§ **WORK TO DO**
Return each line of the data below that contains the string "knit", and treat capital and lowercase letters as different.

§ **RAW DATA**
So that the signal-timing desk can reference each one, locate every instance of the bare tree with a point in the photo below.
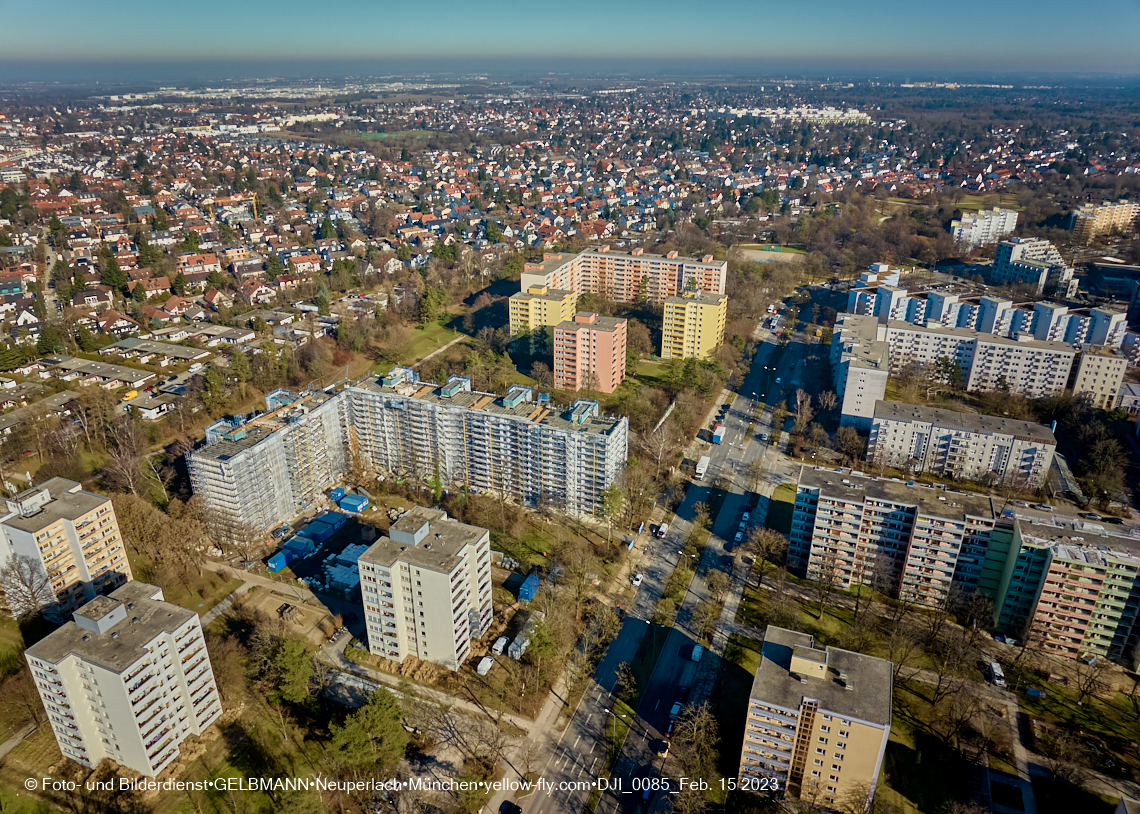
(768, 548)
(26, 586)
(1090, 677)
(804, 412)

--

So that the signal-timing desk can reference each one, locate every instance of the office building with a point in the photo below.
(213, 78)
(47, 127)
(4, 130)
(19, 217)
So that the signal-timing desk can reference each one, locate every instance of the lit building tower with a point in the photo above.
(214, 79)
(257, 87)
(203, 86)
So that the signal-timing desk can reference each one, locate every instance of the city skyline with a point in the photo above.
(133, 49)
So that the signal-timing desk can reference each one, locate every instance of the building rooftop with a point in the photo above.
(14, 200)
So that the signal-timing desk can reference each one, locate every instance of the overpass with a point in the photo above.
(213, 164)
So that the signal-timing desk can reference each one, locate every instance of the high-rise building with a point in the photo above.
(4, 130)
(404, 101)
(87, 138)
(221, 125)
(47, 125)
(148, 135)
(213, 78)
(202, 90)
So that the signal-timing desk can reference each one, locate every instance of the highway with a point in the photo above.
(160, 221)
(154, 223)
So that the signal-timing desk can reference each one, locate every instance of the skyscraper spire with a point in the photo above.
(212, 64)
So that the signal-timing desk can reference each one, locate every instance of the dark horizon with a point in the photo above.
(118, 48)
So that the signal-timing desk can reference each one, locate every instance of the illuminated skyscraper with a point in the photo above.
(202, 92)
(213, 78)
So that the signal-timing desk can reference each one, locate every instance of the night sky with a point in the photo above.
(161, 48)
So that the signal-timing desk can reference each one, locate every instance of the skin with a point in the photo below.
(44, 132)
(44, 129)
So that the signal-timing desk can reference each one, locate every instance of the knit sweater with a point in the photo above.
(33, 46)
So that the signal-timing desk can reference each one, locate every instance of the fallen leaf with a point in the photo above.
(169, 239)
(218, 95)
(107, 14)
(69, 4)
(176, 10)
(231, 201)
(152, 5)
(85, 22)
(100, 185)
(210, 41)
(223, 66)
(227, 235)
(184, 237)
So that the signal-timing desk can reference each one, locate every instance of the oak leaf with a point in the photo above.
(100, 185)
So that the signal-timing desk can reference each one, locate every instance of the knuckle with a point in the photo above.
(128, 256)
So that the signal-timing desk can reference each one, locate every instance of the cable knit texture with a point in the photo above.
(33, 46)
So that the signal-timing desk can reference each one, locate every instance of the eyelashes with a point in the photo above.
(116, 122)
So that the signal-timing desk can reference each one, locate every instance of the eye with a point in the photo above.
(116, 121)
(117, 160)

§ **TASK OUTPUT**
So that the signal-timing desk can reference each one, locate every instance of the knit sweater with a point in the photo above.
So that the signal-timing desk can reference each one, locate every instance of the cable knit texture with a point in the photo above.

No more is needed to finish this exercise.